((

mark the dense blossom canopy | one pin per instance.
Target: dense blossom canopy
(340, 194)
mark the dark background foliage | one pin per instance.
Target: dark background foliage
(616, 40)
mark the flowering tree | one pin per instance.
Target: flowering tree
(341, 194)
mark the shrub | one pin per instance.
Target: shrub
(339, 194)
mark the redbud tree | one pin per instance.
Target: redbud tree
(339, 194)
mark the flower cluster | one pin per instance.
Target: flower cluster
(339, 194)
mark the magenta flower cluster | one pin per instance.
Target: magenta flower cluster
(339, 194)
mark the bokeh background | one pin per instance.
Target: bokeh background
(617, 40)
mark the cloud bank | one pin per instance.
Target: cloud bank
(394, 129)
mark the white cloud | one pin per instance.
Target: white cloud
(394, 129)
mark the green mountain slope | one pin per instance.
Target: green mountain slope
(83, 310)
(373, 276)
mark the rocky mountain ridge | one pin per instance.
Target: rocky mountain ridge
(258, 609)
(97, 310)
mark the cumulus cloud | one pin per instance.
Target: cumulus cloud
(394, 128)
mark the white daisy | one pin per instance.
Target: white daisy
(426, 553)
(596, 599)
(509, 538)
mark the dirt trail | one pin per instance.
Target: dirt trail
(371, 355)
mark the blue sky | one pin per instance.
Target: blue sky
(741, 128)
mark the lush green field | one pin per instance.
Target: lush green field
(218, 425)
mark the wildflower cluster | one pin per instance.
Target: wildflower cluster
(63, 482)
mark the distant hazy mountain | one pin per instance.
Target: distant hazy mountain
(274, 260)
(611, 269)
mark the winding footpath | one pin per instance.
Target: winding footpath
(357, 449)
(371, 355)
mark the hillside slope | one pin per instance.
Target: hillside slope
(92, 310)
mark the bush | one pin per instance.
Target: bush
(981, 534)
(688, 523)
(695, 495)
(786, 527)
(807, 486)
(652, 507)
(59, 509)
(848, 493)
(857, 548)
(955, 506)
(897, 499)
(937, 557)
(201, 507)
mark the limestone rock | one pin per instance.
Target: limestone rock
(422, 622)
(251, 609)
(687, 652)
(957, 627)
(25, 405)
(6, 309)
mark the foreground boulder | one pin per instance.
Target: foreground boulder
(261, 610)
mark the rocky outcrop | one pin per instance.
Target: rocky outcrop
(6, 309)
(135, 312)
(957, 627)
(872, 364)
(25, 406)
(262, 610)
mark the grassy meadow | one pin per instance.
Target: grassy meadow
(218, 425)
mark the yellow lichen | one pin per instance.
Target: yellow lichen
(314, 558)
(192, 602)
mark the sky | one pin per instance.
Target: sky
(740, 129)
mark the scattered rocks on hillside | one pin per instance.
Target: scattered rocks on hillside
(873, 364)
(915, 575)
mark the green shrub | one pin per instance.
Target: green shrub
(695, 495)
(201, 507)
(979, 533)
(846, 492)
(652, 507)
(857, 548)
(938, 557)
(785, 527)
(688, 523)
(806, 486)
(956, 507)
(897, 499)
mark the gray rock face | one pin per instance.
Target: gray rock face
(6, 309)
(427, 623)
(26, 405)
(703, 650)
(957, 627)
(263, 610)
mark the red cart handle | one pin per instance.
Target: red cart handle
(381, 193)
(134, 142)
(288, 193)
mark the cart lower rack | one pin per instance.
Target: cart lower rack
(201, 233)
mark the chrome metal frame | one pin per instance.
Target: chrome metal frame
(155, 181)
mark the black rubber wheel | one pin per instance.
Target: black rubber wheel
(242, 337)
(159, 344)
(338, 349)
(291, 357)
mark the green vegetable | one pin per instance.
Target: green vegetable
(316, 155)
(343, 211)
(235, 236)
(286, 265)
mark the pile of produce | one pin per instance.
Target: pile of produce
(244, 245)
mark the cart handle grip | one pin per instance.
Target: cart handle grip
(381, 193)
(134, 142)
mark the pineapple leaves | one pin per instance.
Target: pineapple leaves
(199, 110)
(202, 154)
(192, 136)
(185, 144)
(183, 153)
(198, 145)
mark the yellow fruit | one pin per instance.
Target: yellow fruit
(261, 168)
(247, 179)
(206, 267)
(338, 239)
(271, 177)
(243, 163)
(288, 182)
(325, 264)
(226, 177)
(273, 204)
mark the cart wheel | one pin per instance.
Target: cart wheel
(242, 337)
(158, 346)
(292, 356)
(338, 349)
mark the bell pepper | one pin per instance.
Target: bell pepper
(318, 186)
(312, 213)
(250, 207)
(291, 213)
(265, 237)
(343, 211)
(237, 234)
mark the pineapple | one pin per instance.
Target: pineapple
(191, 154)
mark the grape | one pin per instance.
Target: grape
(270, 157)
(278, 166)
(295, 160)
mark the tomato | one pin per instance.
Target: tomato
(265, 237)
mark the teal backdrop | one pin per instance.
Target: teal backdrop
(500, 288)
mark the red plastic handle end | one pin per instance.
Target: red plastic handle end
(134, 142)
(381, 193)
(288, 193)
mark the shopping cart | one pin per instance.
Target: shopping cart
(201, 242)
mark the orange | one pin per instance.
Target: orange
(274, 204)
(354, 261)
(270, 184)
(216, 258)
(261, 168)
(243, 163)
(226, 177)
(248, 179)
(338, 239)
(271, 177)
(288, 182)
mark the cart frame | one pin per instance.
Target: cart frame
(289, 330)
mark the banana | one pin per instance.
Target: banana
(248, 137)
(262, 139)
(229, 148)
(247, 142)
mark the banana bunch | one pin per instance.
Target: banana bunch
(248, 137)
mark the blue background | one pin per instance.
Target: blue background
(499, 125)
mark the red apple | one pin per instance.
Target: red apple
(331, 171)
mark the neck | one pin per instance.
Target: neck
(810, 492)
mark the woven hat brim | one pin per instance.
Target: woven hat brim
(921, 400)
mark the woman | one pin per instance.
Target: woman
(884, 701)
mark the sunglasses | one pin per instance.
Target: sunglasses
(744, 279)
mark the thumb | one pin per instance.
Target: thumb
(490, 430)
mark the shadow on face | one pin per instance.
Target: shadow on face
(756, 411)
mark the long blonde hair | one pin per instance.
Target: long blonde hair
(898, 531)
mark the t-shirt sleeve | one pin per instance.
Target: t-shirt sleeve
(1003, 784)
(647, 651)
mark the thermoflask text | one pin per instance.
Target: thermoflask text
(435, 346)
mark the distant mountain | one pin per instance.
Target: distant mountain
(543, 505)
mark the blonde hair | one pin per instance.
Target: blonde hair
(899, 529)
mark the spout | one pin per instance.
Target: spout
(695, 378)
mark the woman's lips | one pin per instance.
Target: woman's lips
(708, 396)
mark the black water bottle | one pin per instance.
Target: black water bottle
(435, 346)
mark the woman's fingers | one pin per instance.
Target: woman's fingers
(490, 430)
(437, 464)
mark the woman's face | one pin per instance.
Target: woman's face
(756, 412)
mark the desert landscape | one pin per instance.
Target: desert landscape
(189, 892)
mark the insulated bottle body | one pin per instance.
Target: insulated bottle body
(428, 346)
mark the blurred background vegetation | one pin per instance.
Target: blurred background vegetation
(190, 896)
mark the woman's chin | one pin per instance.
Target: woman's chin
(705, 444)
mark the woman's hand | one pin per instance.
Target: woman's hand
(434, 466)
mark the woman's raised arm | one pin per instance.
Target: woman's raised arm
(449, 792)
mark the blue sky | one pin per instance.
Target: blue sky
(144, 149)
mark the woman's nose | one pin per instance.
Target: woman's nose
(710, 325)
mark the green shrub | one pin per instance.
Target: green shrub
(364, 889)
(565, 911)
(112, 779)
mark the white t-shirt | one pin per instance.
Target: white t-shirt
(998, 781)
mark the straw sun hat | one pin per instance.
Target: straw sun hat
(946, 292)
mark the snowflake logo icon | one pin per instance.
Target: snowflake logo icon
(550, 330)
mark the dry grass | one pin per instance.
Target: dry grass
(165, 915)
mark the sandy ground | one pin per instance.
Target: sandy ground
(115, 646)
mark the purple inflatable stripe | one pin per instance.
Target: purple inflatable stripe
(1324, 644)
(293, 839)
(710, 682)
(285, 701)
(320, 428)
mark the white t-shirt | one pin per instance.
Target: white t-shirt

))

▶ _Given problem_:
Reproduce verbatim the entries starting with the line that contains "mark the thermoflask" and going on through the last line of the entries, both ends included.

▶ _Answer for the task_:
mark the thermoflask text | one pin per instance.
Target: thermoflask text
(435, 346)
mark the distant mountain | one pin per instance.
Target: distant mountain
(543, 505)
mark the blonde hair | one pin per instance.
Target: blonde hair
(899, 529)
mark the spout | one pin per instance.
Target: spout
(695, 378)
mark the woman's lips | one pin per instance.
Target: woman's lips
(708, 396)
mark the black water bottle | one pin per instance.
Target: black water bottle
(435, 346)
mark the woman's fingers | one pin per instance.
Target: woman's fingers
(490, 430)
(437, 464)
mark the woman's face | one pin per instance.
Target: woman's face
(756, 412)
mark the desert landscape | one pin per instance.
Target: desert landscape
(189, 892)
mark the insulated bottle body | one pin per instance.
Target: insulated bottle body
(428, 346)
mark the blurred background vegetation | one pin per instance.
Target: blurred background vegetation
(190, 896)
mark the woman's chin | one pin per instance.
Target: woman's chin
(705, 444)
mark the woman's hand | one pin per instance.
Target: woman's hand
(434, 466)
mark the woman's raised arm | one pin per instance.
Target: woman's raised arm
(449, 792)
mark the blue sky | one pin per instance.
Target: blue sky
(144, 149)
mark the woman's nose | one pin per instance.
Target: woman's nose
(710, 325)
mark the green shrub | one pin per instance.
Target: green shrub
(364, 889)
(565, 911)
(112, 779)
mark the white t-shirt | one pin per instance.
Target: white t-shirt
(998, 781)
mark the straw sun hat | one pin per instance.
Target: straw sun hat
(946, 292)
mark the snowflake logo icon | one pin per instance.
Target: snowflake logo icon
(550, 330)
mark the dry grass | one pin per instance.
Target: dry grass
(165, 915)
mark the sandy ground | one pin per instance.
Target: sandy ground
(115, 646)
mark the purple inflatable stripe | one pin per instance.
Target: purple inflatable stripe
(1324, 644)
(293, 839)
(710, 682)
(285, 701)
(320, 428)
mark the white t-shirt | one pin per instance.
Target: white t-shirt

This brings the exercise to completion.